━━━ The records
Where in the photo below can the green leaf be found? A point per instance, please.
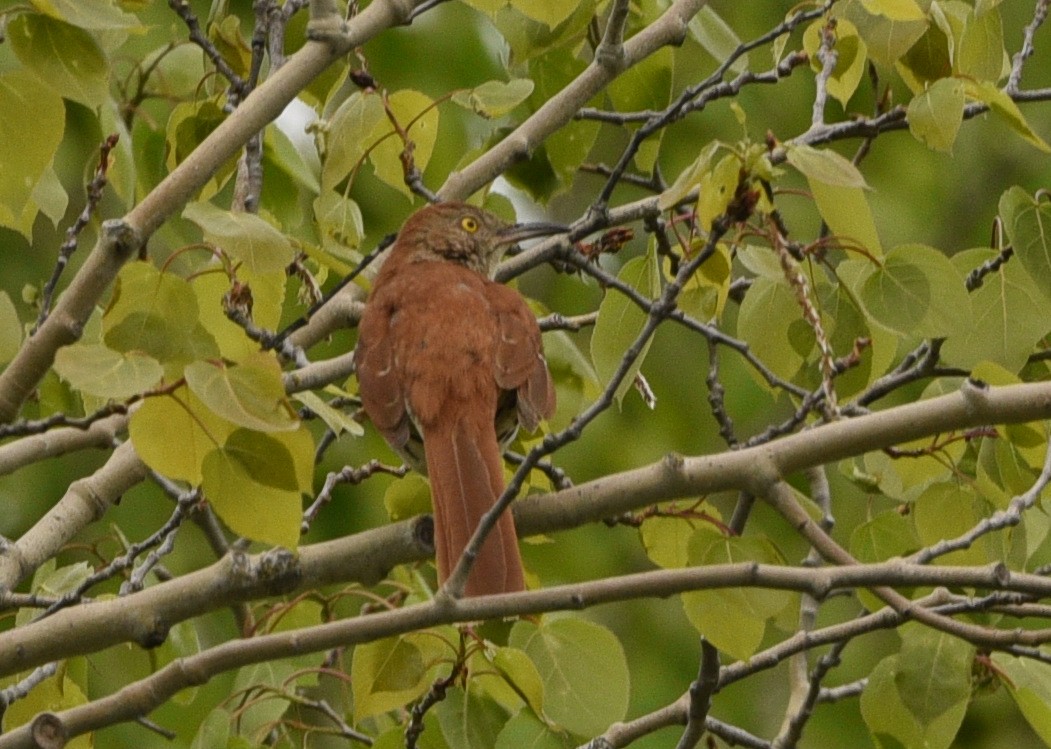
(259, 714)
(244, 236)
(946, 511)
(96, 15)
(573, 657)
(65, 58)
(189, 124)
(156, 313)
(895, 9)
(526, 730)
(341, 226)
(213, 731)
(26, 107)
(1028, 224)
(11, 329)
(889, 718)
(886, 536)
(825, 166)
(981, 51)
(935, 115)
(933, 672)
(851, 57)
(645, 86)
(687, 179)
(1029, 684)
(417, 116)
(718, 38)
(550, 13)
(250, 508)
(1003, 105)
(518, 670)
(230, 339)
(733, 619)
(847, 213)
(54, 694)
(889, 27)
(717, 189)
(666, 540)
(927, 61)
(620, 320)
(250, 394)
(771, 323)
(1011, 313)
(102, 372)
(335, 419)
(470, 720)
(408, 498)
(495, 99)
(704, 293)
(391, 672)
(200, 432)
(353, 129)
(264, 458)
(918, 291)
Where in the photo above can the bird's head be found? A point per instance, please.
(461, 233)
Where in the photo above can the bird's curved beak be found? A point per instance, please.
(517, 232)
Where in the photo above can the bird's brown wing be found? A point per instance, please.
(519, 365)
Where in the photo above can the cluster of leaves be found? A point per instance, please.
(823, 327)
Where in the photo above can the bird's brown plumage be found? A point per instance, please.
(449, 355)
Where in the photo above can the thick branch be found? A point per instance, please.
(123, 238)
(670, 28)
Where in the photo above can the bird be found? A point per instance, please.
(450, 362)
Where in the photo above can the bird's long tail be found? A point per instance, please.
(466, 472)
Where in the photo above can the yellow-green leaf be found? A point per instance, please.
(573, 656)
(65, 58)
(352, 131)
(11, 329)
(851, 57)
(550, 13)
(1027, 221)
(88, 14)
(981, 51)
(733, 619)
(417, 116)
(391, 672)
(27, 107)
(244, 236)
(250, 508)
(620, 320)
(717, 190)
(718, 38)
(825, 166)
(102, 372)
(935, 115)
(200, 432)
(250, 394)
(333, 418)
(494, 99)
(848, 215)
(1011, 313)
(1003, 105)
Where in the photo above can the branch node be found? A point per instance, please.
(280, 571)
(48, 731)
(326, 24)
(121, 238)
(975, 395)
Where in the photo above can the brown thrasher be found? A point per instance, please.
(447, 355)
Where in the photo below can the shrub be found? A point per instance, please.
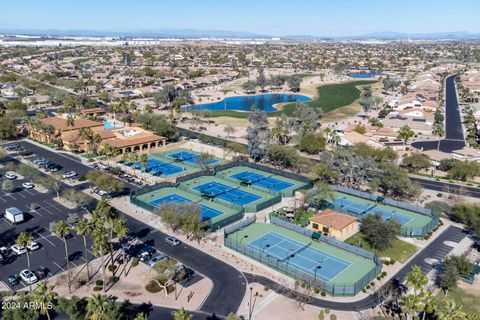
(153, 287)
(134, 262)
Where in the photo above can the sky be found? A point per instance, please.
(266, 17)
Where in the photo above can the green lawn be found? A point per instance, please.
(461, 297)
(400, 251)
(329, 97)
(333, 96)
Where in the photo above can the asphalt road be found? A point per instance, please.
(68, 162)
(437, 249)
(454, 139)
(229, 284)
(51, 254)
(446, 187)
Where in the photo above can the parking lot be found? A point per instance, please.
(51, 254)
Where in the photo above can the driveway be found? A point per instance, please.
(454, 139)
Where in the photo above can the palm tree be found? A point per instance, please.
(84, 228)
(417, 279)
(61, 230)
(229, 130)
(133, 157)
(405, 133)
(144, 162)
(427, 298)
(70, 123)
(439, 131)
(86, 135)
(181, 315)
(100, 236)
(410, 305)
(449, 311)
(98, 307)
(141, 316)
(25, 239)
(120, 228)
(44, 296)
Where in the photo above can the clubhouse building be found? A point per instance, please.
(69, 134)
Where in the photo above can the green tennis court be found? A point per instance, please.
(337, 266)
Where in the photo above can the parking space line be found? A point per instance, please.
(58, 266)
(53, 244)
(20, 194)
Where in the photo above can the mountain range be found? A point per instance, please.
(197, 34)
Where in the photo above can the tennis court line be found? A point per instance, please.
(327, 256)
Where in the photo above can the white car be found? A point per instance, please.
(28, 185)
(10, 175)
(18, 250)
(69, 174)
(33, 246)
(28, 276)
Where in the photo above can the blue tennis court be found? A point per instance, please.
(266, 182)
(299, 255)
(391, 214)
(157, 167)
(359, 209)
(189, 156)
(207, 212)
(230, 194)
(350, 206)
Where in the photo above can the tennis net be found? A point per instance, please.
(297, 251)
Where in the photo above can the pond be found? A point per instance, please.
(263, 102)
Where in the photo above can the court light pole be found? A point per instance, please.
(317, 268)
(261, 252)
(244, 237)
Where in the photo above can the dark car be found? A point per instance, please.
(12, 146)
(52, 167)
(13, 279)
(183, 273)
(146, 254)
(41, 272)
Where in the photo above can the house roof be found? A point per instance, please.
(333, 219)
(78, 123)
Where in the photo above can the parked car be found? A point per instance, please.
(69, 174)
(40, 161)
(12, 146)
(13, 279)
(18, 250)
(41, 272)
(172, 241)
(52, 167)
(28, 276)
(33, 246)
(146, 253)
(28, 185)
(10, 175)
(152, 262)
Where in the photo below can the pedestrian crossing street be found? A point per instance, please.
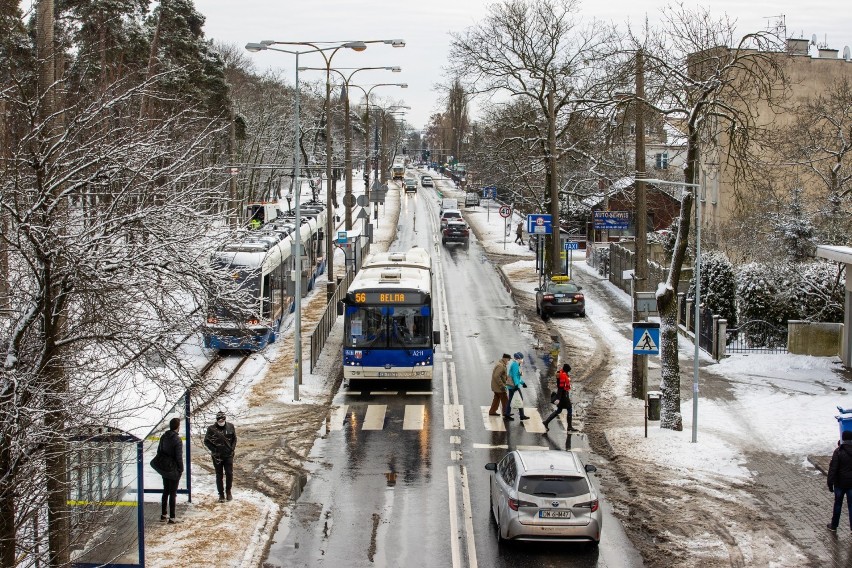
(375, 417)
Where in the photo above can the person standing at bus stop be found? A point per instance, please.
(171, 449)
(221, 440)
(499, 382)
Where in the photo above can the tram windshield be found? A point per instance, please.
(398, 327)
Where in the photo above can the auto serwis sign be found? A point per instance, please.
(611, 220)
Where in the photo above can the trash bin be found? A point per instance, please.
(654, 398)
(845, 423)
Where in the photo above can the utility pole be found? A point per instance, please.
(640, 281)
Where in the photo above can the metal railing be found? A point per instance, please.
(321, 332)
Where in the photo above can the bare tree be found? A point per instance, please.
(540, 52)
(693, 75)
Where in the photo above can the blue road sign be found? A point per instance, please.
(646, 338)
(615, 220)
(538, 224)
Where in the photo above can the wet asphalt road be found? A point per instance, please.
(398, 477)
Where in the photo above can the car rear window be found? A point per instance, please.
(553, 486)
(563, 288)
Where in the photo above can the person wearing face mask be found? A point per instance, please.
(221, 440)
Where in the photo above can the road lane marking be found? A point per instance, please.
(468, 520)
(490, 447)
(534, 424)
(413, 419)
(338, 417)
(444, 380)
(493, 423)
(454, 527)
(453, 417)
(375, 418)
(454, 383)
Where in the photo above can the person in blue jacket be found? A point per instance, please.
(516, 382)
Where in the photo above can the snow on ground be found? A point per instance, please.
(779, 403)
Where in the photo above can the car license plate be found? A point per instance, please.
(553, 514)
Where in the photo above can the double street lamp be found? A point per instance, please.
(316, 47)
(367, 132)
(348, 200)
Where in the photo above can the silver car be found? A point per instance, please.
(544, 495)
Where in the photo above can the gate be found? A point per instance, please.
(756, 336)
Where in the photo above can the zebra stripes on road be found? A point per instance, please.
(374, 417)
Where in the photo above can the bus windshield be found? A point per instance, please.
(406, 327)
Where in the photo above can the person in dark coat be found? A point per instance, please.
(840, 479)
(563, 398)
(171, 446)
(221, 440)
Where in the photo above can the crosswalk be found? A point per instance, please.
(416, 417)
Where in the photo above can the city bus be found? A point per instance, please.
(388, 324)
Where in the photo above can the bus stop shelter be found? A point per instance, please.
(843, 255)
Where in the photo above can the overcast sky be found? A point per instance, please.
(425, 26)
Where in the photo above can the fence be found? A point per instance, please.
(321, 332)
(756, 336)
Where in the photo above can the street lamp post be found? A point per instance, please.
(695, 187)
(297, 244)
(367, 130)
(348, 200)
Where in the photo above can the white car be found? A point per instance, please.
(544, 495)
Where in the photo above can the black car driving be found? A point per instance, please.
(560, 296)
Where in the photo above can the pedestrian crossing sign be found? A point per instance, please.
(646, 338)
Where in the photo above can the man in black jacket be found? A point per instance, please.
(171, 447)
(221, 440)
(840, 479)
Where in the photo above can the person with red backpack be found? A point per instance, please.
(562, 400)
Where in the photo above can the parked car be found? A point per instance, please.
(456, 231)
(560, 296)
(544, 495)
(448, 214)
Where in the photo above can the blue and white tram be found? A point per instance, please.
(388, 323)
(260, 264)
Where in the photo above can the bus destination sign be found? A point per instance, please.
━━━━━━
__Directions__: Please retype, without any change, the line containing "Where in the photo above can the blue and" and every line after it to the end of the entries above, and only those.

__Solution to this task__:
Where in the photo above can the blue and white tram be found? A point per instance, please.
(388, 323)
(260, 264)
Where in the photo above can the bus destination sign be found? A point per instance, please.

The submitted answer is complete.